**Data for the task**.
>>>>>
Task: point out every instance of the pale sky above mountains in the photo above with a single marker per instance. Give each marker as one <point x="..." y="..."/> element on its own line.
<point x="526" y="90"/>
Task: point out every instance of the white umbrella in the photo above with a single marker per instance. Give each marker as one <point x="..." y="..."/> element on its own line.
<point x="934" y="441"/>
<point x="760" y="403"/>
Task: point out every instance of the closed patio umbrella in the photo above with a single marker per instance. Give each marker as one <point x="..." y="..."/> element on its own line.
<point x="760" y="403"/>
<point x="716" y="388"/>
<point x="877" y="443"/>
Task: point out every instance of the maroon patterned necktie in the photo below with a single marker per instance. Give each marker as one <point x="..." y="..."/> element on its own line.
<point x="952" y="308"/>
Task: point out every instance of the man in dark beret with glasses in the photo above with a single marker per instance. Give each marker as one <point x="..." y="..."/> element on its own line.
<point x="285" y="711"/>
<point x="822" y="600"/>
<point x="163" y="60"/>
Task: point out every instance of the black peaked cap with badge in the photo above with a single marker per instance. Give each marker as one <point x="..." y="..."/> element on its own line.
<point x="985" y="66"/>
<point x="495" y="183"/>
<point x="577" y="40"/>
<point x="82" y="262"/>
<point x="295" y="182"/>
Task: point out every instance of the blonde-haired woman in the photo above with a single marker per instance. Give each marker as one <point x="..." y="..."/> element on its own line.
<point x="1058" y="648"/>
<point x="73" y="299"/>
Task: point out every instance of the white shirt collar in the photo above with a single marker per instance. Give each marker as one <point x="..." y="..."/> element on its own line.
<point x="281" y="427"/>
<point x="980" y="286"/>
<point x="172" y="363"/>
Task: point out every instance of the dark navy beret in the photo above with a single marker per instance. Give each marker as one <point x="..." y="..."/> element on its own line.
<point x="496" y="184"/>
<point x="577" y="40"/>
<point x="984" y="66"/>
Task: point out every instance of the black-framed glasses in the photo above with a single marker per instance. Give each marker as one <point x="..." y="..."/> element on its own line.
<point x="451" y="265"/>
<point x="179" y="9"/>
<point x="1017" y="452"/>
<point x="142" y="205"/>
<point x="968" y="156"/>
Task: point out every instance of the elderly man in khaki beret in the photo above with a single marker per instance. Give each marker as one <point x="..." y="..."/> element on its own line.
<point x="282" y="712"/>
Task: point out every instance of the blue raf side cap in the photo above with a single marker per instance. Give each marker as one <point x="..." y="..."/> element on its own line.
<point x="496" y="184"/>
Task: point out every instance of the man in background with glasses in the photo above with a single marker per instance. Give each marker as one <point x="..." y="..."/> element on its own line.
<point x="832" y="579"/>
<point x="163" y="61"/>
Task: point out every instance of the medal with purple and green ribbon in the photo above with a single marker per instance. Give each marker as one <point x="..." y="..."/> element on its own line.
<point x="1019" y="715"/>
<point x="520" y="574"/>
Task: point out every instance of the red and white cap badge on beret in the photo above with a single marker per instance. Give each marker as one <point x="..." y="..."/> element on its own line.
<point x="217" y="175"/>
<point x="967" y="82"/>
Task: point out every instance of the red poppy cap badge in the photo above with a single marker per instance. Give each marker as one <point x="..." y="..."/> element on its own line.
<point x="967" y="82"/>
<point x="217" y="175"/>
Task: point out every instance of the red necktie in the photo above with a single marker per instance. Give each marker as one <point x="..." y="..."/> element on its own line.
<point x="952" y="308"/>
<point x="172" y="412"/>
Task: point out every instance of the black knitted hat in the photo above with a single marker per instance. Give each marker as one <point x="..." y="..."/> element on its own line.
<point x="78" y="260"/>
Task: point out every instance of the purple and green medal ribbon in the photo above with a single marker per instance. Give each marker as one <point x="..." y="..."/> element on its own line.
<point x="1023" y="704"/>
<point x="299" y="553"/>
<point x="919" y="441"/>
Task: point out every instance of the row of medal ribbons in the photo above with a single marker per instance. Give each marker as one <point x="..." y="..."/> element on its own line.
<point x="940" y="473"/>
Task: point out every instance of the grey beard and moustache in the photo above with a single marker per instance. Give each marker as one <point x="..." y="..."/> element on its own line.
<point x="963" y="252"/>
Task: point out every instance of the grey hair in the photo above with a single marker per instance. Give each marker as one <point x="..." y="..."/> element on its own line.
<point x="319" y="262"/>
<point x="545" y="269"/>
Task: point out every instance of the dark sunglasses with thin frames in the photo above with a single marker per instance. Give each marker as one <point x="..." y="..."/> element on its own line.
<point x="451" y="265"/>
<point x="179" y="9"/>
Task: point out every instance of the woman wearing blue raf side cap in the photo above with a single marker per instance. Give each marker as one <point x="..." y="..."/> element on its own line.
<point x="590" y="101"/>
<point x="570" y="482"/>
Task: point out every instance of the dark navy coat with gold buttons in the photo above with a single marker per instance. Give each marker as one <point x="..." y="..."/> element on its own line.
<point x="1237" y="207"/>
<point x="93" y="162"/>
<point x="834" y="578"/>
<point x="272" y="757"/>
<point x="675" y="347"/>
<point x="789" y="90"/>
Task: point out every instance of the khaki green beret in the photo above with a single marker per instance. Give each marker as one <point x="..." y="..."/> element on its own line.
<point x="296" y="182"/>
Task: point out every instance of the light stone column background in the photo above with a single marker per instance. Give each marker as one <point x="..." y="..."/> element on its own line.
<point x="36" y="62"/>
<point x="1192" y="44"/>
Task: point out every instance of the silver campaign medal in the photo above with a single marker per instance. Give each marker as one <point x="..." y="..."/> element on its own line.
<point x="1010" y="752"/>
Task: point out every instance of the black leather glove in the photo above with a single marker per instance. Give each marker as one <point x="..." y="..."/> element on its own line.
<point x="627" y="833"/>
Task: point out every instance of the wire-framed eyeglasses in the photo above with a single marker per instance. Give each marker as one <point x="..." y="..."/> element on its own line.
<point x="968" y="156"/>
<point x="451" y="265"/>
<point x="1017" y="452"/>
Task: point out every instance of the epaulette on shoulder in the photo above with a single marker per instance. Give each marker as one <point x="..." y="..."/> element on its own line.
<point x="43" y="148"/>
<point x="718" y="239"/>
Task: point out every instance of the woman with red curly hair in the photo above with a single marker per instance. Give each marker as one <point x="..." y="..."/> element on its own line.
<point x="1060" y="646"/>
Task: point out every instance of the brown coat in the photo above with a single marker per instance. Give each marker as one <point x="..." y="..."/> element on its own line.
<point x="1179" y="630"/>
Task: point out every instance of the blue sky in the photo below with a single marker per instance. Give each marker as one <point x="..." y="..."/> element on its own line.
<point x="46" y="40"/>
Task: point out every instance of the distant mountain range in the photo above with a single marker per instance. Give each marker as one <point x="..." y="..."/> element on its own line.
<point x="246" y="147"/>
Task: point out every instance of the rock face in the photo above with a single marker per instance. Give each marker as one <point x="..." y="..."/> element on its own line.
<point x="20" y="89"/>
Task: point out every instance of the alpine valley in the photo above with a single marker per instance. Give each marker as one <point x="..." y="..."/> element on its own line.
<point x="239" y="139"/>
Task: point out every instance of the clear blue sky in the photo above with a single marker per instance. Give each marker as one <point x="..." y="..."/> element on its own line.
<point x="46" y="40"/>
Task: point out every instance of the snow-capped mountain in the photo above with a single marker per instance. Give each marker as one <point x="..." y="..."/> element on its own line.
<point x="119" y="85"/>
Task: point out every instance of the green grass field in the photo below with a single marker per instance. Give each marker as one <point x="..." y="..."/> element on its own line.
<<<<<
**Your goal**. Reproduce the listing verbatim.

**Expected output**.
Task: point out every instance of the pale sky above mountains in the photo above with a single marker per instance. Give each marker as one <point x="..." y="..."/> element on its own line.
<point x="526" y="90"/>
Task: point out every instance of the white umbrella in the photo above with a single marker per instance. Give each marker as one <point x="..." y="..."/> element on its own line.
<point x="934" y="441"/>
<point x="760" y="403"/>
Task: point out every instance of the closed patio umbrella in the photo above with a single marker per instance. Give each marker as one <point x="..." y="..."/> element on its own line.
<point x="760" y="403"/>
<point x="716" y="388"/>
<point x="877" y="443"/>
Task: point out every instance of the maroon patterned necktie in the photo below with a single marker per instance. Give each marker as one <point x="..." y="..."/> element on its own line.
<point x="952" y="308"/>
Task: point out every instance of the man in dark beret with glasses in the photo above with a single marker per instance. Give each marker as one <point x="..." y="..."/> element on its own line.
<point x="285" y="711"/>
<point x="822" y="600"/>
<point x="163" y="60"/>
Task: point out every instance of the black peaked cap with badge in the photo above with a single marker per instance. Give each marker as one <point x="..." y="..."/> element on its own line.
<point x="985" y="66"/>
<point x="495" y="183"/>
<point x="577" y="40"/>
<point x="82" y="262"/>
<point x="295" y="182"/>
Task: point out every instance of the blonde-haired woman in the photo above with a single marker per instance. Give each marker as one <point x="..." y="..."/> element on its own line.
<point x="1058" y="648"/>
<point x="73" y="299"/>
Task: point out every instance of the white shirt collar in the photo above with a single marker per instance. Give each marker as one <point x="..." y="..."/> element on its own line.
<point x="281" y="427"/>
<point x="980" y="286"/>
<point x="172" y="363"/>
Task: point out every instance of the dark navy beret in the photo above with a single marker per instance. Give each marker as one <point x="..." y="..."/> element on its own line.
<point x="496" y="184"/>
<point x="577" y="40"/>
<point x="984" y="66"/>
Task: point out every instance of the black-framed glasses in the photo above with a single marker per instance. Give each marker as one <point x="..." y="..."/> element on its own line.
<point x="451" y="265"/>
<point x="179" y="9"/>
<point x="1017" y="452"/>
<point x="142" y="205"/>
<point x="968" y="156"/>
Task: point out every instance of the elderly man in khaki beret in the photo above with a single marker per instance. Give each marker as one <point x="..." y="..."/> element on its own line.
<point x="282" y="712"/>
Task: point out every instance of the blue raf side cap in the photo above with a single marker per instance. Give each marker as one <point x="..." y="..."/> element on its own line.
<point x="496" y="184"/>
Task: point out every instance of the man in background with glasses in the photo above with a single marker per instance. Give each marker as one <point x="..." y="..."/> element on its own line.
<point x="832" y="579"/>
<point x="163" y="61"/>
Task: point out every instance of the medal with purple and green ribbon in the photo above with a single marker per instance. Give each marker as one <point x="..." y="..."/> element on its own line.
<point x="1019" y="715"/>
<point x="520" y="574"/>
Task: point out every instance of the red and white cap badge on beret in the photo above with a single marker per instance. Give each marker as one <point x="..." y="..."/> element on its own line.
<point x="217" y="175"/>
<point x="967" y="82"/>
Task: point out every instance of the red poppy cap badge in the photo above with a single marker per instance. Give each marker as one <point x="..." y="..."/> element on its own line.
<point x="967" y="82"/>
<point x="217" y="175"/>
Task: point out every instance of the red necktie in the photo above with a single marker per instance. Give each marker as one <point x="..." y="..."/> element on its own line.
<point x="952" y="308"/>
<point x="172" y="412"/>
Task: point out every instance of the black knitted hat in the photo above with a single marker per instance. Give each marker as one <point x="..." y="..."/> element on its own line.
<point x="78" y="260"/>
Task: point out every instance of the purple and green medal ribbon in the photo above with a single marker per instance. Give each marker as one <point x="..." y="..."/> element on its own line.
<point x="1023" y="704"/>
<point x="299" y="553"/>
<point x="919" y="441"/>
Task: point out every instance of the row of medal ribbons in the photo above with a single marker per instance. Give each marker as one <point x="..." y="..."/> element on its own line.
<point x="940" y="473"/>
Task: point out every instance of the grey beard and moustache in the photo above with a single marker per instance. Give each marker as one <point x="..." y="..."/> element on its own line.
<point x="963" y="252"/>
Task: point out every instance of the grey hair in the photo above with a single marker per instance. Give each marker as one <point x="..." y="..."/> element on its own line.
<point x="319" y="262"/>
<point x="545" y="269"/>
Task: point out every instance of the dark sunglasses with thin frames in the photo above with a single marker per instance. Give each marker as one <point x="..." y="..."/> element on its own line.
<point x="451" y="265"/>
<point x="179" y="9"/>
Task: point out every instance of the woman wearing blue raf side cap in the photo above with a single marker per instance. Give each marker as one <point x="..." y="..."/> element on its own line.
<point x="590" y="101"/>
<point x="570" y="482"/>
Task: point out every instance of the dark navy coat with gold buttons in the photo above with a single marker per instance. Give each marker as one <point x="..." y="..."/> element on its own line.
<point x="1237" y="207"/>
<point x="93" y="162"/>
<point x="834" y="578"/>
<point x="272" y="757"/>
<point x="675" y="347"/>
<point x="789" y="90"/>
Task: point out every instance of the khaki green beret in the photo above with a single marker per instance. Give each marker as one <point x="..." y="..."/> element on its own line.
<point x="296" y="182"/>
Task: point out every instance of the light stone column background in the photo above with a single marker per instance. Give each marker as one <point x="..." y="..."/> element on its own line.
<point x="36" y="62"/>
<point x="1192" y="44"/>
Task: point out every instance of the silver campaign medal in the photo above with a single marker per instance. Give each marker as one <point x="..." y="..."/> element on its own line.
<point x="1010" y="752"/>
Task: point out every instance of the black leather glove in the photo above with a single marker per instance. Give each marker as one <point x="..." y="..."/> element on its own line.
<point x="627" y="833"/>
Task: point out every instance of the wire-framed eyeglasses in the photo above with a single marker per instance. Give each marker as one <point x="..." y="..."/> element on its own line.
<point x="968" y="156"/>
<point x="451" y="265"/>
<point x="1017" y="452"/>
Task: point out every instance of the epaulette on shoulder in the photo above with a single marker per instance. Give each marker as one <point x="..." y="..."/> element on its own line.
<point x="43" y="148"/>
<point x="718" y="239"/>
Task: point out every instance of the woman with red curly hair in the photo above with a single marker per instance. Give each marker as one <point x="..." y="..."/> element on its own line.
<point x="1060" y="646"/>
Task: point out every instance of the brown coat in the photo above with a single marker per instance. Give each marker as one <point x="..." y="..."/> element on its own line.
<point x="1179" y="630"/>
Task: point out every instance of the blue sky in the photo below with a single marker per instance. Give each marker as one <point x="..." y="..."/> element on its own line.
<point x="46" y="40"/>
Task: point out every instance of the distant mountain range in the photo above with a single marker per instance. Give each marker as one <point x="..." y="..."/> element on its own line.
<point x="246" y="147"/>
Task: point out every instance of the rock face in the photo above with a single marker per instance. Give each marker as one <point x="..." y="..."/> element on its own line.
<point x="20" y="89"/>
Task: point out every instance of the alpine valley in the photo above with a single marker per instance. Give each marker as one <point x="..." y="..."/> element on its own line.
<point x="239" y="139"/>
Task: point out every instance of the clear blue sky in the photo above with a single marker per instance. Give each marker as one <point x="..." y="..."/> element on its own line.
<point x="46" y="40"/>
Task: point out every instance of the snow-capped mountain in the photo above with a single marker per instance. Give each marker as one <point x="..." y="..."/> element on its own line.
<point x="119" y="85"/>
Task: point out every instance of the green grass field in the photo below with a single marker per instance. Give each marker as one <point x="..." y="..."/> element on its own line.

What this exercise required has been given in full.